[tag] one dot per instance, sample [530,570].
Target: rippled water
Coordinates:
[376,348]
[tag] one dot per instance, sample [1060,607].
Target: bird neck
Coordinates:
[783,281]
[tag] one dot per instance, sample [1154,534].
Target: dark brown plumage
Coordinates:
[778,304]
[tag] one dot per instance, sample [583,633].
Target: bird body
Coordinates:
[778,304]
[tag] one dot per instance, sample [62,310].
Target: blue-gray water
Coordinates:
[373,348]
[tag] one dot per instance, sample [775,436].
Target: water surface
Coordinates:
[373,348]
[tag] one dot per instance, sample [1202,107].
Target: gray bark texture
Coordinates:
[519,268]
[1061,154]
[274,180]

==========

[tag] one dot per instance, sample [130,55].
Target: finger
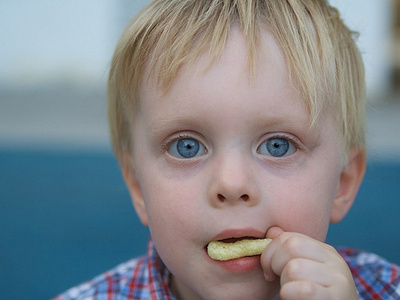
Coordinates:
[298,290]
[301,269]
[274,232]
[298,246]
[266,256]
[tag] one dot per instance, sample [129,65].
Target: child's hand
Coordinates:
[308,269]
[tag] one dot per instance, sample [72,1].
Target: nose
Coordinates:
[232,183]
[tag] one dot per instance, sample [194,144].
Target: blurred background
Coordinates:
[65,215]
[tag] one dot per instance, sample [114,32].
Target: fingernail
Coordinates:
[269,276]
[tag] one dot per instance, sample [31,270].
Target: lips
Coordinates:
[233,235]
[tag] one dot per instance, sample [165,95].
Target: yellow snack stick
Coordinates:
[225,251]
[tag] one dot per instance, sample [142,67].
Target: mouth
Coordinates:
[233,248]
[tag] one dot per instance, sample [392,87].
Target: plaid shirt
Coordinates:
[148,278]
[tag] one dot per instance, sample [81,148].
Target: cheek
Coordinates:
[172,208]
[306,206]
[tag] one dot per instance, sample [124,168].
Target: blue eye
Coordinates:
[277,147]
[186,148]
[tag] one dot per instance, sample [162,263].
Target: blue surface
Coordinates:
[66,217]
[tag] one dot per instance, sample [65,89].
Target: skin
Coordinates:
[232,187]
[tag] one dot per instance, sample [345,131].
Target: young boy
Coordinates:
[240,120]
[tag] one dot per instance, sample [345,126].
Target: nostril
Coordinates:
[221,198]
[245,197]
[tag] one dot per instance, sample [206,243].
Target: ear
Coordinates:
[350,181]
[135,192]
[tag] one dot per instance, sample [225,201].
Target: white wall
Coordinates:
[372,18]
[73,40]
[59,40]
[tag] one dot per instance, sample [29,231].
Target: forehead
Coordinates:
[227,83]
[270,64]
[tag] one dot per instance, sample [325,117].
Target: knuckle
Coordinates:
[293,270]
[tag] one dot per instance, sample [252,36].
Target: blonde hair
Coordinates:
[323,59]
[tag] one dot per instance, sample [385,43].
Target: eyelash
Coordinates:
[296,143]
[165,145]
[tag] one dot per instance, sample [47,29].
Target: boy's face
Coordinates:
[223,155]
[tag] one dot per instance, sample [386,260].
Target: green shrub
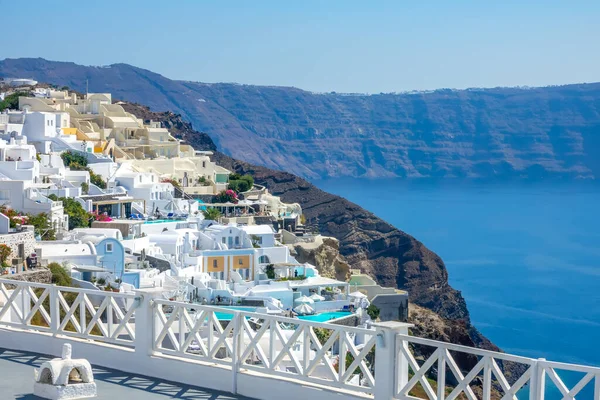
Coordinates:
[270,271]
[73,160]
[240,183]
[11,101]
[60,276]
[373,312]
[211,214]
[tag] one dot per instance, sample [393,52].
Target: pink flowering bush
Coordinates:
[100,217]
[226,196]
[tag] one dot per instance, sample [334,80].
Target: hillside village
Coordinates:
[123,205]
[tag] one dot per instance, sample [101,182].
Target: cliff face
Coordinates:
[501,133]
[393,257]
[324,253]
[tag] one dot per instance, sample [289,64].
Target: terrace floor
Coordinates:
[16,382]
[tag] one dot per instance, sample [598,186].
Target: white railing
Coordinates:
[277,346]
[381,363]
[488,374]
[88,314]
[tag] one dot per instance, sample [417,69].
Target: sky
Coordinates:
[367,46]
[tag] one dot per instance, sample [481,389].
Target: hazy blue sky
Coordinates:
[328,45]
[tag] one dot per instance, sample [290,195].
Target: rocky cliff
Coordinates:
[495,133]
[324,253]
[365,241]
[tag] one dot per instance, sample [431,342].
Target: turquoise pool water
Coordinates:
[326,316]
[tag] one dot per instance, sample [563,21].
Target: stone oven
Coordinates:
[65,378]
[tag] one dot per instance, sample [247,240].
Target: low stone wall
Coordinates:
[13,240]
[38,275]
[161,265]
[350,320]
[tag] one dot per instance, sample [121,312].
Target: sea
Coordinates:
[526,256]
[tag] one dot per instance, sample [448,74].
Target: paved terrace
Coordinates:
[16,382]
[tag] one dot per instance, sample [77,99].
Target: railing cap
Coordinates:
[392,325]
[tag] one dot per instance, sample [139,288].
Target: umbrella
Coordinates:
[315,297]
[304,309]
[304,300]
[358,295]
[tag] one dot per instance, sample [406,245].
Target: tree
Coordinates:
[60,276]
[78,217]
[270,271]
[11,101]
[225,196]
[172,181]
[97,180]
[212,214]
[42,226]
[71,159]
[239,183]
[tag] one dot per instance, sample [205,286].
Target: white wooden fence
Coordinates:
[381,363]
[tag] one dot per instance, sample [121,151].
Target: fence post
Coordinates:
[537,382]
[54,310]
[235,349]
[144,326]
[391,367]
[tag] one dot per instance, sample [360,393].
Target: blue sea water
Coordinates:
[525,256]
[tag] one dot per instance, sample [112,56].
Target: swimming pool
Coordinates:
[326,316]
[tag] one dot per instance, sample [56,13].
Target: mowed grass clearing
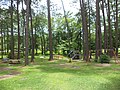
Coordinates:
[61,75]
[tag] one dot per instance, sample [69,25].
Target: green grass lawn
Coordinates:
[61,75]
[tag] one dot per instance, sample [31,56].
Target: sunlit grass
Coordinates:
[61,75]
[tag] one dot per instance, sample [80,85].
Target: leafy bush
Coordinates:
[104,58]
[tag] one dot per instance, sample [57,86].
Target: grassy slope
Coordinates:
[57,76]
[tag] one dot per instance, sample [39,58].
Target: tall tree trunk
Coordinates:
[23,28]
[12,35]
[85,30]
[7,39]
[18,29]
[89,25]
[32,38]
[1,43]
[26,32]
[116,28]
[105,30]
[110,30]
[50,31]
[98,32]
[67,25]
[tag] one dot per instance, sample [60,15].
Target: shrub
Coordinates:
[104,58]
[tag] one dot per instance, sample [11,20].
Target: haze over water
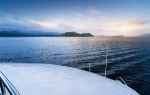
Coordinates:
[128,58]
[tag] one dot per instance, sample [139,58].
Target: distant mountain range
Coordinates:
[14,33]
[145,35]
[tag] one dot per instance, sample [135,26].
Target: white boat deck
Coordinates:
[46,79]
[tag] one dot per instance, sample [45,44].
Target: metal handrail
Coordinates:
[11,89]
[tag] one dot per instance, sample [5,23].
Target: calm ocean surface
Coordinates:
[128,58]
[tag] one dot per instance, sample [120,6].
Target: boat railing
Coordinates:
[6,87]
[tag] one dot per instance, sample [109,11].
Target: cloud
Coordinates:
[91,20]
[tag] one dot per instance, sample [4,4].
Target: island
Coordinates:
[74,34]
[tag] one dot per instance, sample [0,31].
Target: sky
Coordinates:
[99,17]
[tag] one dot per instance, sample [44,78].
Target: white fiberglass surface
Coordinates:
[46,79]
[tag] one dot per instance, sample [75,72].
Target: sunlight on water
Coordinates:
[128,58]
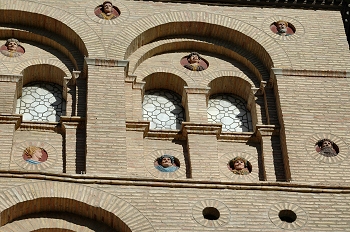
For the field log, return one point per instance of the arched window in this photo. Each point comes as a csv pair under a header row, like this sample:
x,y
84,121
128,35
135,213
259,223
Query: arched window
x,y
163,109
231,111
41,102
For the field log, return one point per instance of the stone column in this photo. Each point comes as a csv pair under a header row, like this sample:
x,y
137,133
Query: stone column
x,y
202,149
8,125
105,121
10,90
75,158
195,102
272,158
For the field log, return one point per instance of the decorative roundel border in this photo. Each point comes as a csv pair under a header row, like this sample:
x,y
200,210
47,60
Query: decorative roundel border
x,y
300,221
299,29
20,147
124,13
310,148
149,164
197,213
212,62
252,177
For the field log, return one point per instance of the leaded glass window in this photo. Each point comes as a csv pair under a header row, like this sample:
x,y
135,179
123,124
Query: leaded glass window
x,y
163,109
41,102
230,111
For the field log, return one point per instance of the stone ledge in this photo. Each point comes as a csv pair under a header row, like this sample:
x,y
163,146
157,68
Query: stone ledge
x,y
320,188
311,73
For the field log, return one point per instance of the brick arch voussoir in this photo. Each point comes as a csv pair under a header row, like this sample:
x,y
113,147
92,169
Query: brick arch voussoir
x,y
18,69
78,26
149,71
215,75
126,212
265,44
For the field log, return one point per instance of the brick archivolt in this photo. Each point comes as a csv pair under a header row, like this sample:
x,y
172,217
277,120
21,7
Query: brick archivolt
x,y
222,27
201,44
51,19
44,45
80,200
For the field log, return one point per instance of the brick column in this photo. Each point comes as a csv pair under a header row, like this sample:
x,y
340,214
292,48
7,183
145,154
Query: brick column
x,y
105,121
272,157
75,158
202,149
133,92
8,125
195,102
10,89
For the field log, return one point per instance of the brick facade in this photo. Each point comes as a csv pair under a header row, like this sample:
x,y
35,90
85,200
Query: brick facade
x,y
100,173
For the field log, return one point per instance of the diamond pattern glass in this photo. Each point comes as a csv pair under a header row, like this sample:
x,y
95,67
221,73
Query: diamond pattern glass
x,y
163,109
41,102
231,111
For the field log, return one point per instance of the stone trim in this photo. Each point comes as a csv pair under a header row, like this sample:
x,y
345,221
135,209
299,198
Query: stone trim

==========

(WHAT THE EXERCISE ASKS)
Please transcribe the lines from the one containing "the stone trim" through the one containing "Query: stone trim", both included, copying them exactly.

(TASK RESULT)
For the field log, return one point per instance of the stone trim in this photo. Each point comes as a csv pair under a header row, like this sample:
x,y
345,221
135,209
299,198
Query: stone trim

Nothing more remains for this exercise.